* **REQUIREMENT**: Starting with the line that contains "In this exercise you will annotate the pumpkin, setting", reproduce each line through the end of the listing below, with no other output.

— START EXTRACTED DATA —

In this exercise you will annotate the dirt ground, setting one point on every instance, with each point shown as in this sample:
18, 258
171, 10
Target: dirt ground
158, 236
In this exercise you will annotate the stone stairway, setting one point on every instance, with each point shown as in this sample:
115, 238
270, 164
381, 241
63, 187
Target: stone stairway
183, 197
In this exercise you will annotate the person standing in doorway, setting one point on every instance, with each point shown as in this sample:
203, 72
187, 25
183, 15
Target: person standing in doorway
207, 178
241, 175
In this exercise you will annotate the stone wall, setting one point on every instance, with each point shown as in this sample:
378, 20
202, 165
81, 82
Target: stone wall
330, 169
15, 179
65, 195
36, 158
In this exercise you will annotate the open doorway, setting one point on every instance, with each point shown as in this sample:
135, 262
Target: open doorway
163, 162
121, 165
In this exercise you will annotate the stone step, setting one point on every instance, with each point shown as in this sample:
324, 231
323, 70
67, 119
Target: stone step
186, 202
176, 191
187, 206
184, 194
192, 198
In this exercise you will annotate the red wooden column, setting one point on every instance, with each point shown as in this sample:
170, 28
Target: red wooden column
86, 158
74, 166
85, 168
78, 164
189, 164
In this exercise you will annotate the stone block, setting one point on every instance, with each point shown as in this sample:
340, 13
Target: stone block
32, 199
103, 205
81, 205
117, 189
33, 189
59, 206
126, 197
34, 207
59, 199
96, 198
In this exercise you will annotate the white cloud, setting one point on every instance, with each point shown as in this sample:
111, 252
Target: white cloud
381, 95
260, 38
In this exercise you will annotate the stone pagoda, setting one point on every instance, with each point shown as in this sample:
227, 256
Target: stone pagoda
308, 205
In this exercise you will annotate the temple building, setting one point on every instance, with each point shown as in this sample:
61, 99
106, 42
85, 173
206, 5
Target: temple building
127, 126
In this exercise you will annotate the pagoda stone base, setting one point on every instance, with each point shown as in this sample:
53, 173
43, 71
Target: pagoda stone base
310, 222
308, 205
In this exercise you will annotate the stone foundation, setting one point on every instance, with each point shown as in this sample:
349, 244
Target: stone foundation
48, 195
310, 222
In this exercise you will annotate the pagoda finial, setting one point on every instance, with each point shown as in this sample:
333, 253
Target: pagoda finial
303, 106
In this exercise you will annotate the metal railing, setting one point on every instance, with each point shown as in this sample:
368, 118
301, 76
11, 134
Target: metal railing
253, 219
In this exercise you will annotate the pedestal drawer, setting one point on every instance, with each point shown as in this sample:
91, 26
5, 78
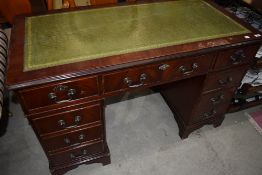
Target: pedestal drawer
76, 154
57, 93
224, 79
77, 137
68, 119
212, 105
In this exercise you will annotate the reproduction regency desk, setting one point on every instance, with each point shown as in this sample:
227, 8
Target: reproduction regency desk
62, 66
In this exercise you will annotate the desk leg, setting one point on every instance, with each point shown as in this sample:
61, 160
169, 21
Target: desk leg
181, 97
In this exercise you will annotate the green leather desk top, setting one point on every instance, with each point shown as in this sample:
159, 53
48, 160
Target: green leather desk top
69, 37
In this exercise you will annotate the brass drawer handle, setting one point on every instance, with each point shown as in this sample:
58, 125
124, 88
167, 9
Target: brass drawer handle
225, 82
67, 140
81, 137
237, 57
185, 71
77, 121
209, 114
164, 67
129, 82
217, 100
73, 156
70, 94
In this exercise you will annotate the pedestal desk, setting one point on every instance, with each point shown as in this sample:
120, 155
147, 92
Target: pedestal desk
64, 64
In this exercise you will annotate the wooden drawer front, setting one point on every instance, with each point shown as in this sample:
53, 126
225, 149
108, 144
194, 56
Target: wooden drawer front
187, 67
131, 78
224, 79
212, 105
235, 57
74, 138
59, 92
67, 120
166, 71
77, 153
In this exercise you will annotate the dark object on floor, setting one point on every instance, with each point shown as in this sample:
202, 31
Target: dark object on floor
224, 2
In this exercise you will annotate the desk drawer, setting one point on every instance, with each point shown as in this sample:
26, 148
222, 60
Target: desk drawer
235, 57
224, 79
212, 105
156, 73
74, 138
65, 121
57, 93
76, 153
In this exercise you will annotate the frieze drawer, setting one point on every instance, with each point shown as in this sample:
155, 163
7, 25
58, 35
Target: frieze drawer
224, 79
68, 120
156, 73
235, 57
58, 93
52, 143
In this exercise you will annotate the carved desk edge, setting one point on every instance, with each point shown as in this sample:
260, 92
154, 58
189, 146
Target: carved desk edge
98, 66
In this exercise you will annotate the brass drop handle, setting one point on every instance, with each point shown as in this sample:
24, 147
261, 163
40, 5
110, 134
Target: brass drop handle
70, 94
73, 156
82, 137
77, 121
225, 82
185, 71
129, 82
67, 140
209, 114
217, 100
52, 96
237, 57
61, 123
163, 67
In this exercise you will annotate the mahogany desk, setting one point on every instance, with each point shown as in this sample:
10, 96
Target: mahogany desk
192, 51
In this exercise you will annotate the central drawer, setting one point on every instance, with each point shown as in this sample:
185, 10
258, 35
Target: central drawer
156, 73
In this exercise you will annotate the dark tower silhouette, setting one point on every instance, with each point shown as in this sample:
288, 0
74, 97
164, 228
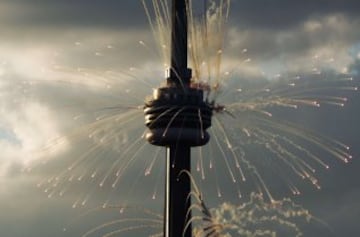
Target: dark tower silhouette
177, 117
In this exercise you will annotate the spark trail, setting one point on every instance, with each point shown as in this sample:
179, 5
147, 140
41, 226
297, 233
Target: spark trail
256, 134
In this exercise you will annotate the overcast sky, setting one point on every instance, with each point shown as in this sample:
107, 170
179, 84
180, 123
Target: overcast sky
63, 58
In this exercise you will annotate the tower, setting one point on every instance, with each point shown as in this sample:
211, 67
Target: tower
177, 117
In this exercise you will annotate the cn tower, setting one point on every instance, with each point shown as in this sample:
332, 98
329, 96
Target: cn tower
177, 117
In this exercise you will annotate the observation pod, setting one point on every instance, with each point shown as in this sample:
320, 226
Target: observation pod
177, 117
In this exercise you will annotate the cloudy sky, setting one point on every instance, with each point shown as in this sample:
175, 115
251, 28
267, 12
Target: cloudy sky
61, 58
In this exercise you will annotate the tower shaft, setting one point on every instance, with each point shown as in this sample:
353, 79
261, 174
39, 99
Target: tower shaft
177, 117
177, 200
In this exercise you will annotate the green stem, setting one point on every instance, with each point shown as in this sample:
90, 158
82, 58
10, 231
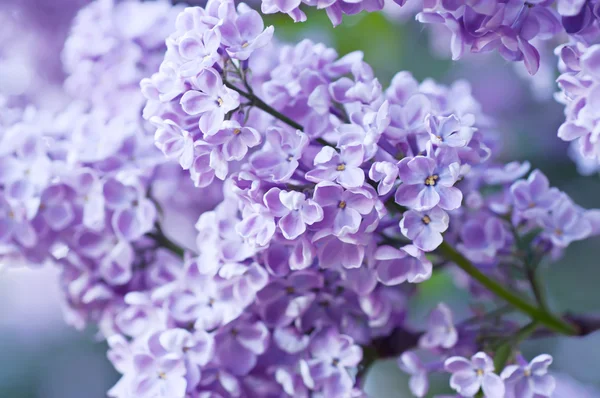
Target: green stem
160, 238
536, 288
550, 321
260, 104
503, 353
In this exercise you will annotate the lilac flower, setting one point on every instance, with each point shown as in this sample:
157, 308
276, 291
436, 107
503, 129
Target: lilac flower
411, 364
174, 142
343, 167
428, 181
257, 225
210, 99
386, 174
162, 376
468, 376
133, 214
281, 154
196, 349
334, 251
506, 173
343, 209
239, 344
395, 266
295, 211
283, 301
565, 224
408, 118
530, 379
440, 329
483, 238
199, 51
534, 196
448, 131
246, 34
331, 354
425, 228
235, 140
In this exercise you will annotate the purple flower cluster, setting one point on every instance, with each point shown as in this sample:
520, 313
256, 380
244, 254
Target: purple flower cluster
75, 184
318, 200
506, 26
580, 85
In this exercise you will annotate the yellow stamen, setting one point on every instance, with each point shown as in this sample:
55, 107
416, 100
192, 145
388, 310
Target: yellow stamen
431, 180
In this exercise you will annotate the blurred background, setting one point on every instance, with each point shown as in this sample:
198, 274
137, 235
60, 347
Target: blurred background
40, 357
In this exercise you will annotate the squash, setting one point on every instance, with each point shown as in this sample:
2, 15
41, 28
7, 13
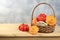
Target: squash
51, 20
41, 23
34, 21
33, 30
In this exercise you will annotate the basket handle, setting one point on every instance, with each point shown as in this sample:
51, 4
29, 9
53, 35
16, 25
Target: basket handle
37, 6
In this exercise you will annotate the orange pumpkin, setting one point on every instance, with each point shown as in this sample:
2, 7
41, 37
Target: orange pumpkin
51, 20
33, 30
34, 21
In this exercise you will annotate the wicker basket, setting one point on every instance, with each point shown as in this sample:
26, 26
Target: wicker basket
46, 29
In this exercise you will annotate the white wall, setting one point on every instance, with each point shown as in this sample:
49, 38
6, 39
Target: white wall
19, 11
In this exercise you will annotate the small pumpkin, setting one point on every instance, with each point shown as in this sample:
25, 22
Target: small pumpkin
41, 23
23, 27
41, 17
33, 30
34, 21
51, 20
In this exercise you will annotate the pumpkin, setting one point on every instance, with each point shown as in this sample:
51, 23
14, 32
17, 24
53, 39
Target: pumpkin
34, 21
51, 20
33, 30
41, 17
23, 27
41, 23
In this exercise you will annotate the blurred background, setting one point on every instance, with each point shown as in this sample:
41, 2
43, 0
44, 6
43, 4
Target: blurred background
19, 11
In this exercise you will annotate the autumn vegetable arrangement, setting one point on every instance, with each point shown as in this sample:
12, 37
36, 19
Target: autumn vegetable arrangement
41, 24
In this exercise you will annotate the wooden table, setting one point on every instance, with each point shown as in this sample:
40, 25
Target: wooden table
10, 31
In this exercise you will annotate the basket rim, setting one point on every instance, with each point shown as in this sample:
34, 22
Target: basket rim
39, 5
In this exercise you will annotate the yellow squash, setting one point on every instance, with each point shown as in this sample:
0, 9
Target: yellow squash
33, 30
34, 21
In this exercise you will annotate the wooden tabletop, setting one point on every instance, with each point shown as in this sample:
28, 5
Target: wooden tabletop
11, 30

— END EXTRACTED DATA —

* **RESPONSE BELOW**:
In this exercise you will annotate the pumpkin, setting one point on every instance, with each point shown as in this sample:
51, 23
14, 32
17, 24
53, 39
Target: pumpkin
34, 21
51, 20
33, 30
41, 17
23, 27
41, 23
In this exercise you will annotate the blurred background, setting one point on every instance, with each point shown as in this sample:
41, 2
43, 0
44, 6
43, 4
Target: blurred background
19, 11
In this exercise you will annotate the autumn vegetable arrangement, setting one point on every instance, with each point shown as in this sample:
12, 37
36, 19
Target: autumn vegetable arrangement
41, 24
In this exercise you will annotate the wooden table, setting one point on every instance, with each point shown as in this sample:
40, 25
Target: wooden table
10, 31
In this exercise you will annotate the basket rim, setting one point on every instance, with each point shown as in this sample:
34, 22
Target: basket rim
39, 5
In this exercise you will annotate the yellow squash, setting one point on every instance, with each point shown as in this sample:
0, 9
Target: yellow squash
33, 30
34, 21
In this exercise you will annotate the wooden tabletop, setting one point on every instance, with each point shown as in this sample:
28, 5
Target: wooden tabletop
11, 30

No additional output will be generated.